▶ **What you have to do**
With the line containing "Target: curb" as the first line and the last line of the records as the final one, reproduce that range exactly.

▶ **Stored data**
□ □ □
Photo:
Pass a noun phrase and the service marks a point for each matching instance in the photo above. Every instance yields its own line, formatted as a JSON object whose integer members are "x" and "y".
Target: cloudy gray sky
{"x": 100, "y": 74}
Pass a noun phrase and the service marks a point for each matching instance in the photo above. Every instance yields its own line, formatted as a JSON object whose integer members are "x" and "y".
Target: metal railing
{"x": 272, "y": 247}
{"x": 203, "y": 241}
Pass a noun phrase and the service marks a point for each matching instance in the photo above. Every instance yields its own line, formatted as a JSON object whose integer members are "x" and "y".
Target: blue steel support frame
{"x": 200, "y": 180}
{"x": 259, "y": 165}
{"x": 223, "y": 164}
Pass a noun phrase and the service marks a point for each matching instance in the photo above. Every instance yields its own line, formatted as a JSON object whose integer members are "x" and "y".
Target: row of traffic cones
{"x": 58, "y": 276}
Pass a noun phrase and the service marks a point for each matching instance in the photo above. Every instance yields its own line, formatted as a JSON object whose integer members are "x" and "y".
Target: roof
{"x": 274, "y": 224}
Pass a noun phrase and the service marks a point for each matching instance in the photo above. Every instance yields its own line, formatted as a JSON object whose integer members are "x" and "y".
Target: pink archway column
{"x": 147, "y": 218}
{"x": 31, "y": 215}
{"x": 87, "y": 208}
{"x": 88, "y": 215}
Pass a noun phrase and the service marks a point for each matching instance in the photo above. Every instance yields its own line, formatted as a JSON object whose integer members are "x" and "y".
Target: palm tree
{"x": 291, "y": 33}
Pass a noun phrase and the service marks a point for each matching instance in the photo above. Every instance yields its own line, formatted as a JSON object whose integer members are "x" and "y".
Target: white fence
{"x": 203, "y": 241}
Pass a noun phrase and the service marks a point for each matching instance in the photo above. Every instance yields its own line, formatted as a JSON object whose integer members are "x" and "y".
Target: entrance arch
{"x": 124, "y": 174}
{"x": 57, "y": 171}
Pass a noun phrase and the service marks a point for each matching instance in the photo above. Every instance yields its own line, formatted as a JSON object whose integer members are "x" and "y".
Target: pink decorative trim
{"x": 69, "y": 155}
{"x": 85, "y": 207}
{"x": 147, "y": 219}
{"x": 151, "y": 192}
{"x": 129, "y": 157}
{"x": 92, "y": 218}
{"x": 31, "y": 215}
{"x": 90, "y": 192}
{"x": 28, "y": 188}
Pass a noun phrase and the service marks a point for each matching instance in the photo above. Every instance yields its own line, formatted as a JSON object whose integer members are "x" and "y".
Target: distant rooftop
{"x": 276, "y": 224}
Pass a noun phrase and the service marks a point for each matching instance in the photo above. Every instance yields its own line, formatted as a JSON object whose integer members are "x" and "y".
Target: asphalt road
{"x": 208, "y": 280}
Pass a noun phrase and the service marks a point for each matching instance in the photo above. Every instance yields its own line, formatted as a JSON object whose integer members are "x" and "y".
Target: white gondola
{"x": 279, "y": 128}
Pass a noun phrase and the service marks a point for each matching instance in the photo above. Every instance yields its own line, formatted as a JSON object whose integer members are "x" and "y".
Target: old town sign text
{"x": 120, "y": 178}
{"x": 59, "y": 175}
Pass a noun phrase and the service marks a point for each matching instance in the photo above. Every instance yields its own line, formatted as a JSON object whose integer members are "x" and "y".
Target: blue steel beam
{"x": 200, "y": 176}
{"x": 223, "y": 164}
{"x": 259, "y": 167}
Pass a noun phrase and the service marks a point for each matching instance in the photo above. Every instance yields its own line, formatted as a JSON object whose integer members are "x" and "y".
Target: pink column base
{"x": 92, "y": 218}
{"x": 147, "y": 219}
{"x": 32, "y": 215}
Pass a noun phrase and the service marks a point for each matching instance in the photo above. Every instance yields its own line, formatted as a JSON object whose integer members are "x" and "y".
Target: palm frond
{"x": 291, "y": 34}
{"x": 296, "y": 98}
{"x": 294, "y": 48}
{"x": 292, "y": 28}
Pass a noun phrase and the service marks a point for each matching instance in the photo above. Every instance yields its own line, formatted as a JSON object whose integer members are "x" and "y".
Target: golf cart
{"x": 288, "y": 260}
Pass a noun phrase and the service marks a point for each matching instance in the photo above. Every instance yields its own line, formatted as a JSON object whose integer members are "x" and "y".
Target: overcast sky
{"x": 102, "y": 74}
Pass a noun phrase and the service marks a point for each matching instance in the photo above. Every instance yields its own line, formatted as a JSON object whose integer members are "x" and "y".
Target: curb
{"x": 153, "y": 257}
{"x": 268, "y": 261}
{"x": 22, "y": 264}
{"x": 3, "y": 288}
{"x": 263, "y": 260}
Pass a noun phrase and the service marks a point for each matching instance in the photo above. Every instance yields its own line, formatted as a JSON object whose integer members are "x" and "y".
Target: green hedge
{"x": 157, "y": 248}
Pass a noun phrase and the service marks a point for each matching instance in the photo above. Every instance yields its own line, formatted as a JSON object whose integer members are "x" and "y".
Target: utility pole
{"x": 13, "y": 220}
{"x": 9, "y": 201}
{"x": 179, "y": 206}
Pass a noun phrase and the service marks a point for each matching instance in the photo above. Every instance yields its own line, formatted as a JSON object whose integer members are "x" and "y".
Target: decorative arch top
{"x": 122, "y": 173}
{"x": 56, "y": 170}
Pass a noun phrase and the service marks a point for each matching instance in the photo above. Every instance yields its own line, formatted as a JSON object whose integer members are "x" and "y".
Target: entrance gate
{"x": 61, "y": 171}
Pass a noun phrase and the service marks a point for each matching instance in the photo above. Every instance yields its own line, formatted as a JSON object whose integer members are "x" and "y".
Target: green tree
□ □ □
▶ **Task response**
Target: curb
{"x": 153, "y": 257}
{"x": 268, "y": 261}
{"x": 22, "y": 264}
{"x": 3, "y": 288}
{"x": 263, "y": 260}
Pass a noun phrase and the service marks a point for each matching instance in the photo above. Every instance yields its own line, formatted as a JSON object whose integer members are "x" and "y".
Target: green hedge
{"x": 157, "y": 248}
Pass a noun phrase and the service marks a point for each matching instance in the photo above. Every instance yields its own line, formatted as a JSON object whose integer members are "x" and "y".
Target: utility pole
{"x": 13, "y": 220}
{"x": 9, "y": 201}
{"x": 179, "y": 206}
Pass a noun phrase and the service marks a point for each matching instance in the photo above. Every instance yields its own line, formatted as a JSON object whose integer members are "x" and "y".
Target: decorative arch top
{"x": 122, "y": 173}
{"x": 56, "y": 170}
Pass a noun phrase and the service marks a point for each matching instance in the photo above. Every instance yields its own line, formatted as a JSON object whose integer members are "x" and "y".
Target: entrance gate
{"x": 61, "y": 171}
Pass a noun phrase and the service marks a point for each matching instance in the photo above. Every instance yields its own line, formatted as a JSON object whose integer members are "x" and "y".
Target: green tree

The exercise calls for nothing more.